(Beginning of Available records)

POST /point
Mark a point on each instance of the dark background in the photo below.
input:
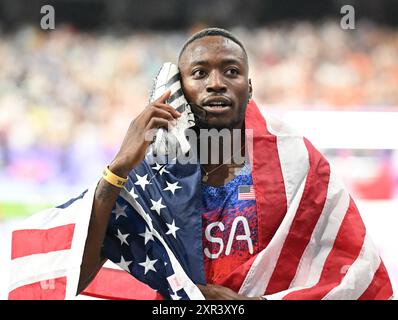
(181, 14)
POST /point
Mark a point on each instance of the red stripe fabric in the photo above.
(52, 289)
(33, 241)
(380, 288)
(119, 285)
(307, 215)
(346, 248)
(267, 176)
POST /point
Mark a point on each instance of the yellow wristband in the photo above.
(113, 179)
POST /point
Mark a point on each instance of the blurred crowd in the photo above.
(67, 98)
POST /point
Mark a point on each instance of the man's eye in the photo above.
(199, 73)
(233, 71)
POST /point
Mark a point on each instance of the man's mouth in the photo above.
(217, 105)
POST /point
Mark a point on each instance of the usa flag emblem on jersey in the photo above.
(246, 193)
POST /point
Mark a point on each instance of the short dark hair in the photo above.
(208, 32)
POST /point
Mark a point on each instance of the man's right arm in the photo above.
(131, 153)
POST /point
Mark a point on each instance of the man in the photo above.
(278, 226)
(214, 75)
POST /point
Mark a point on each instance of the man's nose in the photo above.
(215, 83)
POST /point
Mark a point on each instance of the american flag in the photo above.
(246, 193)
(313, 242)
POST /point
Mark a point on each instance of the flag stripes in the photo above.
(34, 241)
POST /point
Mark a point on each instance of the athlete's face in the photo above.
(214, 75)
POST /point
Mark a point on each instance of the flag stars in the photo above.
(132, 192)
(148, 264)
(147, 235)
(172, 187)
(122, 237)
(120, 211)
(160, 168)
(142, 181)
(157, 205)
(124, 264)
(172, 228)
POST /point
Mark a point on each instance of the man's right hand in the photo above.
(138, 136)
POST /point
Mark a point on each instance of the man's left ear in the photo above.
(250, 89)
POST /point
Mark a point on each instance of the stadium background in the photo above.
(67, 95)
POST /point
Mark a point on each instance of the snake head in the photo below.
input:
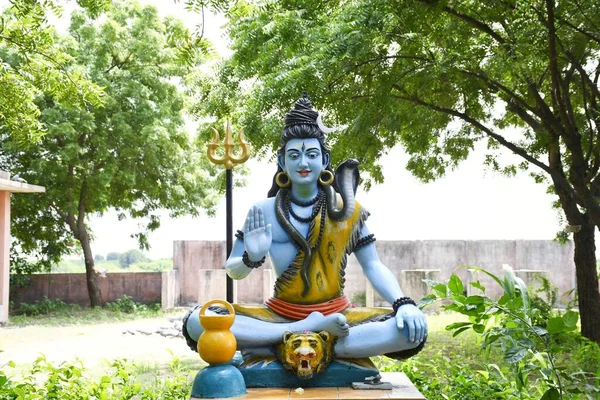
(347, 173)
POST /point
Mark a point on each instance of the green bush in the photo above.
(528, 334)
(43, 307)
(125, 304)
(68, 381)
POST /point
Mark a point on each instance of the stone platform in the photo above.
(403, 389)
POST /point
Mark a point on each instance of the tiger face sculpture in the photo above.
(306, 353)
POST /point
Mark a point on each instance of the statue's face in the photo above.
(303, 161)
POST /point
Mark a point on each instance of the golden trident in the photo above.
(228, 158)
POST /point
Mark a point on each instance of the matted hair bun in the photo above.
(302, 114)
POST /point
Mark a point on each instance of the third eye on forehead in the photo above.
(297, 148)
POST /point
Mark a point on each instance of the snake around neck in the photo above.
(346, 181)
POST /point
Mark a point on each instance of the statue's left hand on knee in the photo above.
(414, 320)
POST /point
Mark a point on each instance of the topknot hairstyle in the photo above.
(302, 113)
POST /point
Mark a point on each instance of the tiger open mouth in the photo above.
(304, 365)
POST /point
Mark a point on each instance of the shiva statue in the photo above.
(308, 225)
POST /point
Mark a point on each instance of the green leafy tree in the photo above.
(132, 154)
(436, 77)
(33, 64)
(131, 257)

(End of Available records)

What you are asked to do ▸
Find the lines above that include the string "below" and copy them.

Response to the task ▸
Mark a point on each instance of the dark background in the photo below.
Mark a point on each instance of the snake head in the photo below.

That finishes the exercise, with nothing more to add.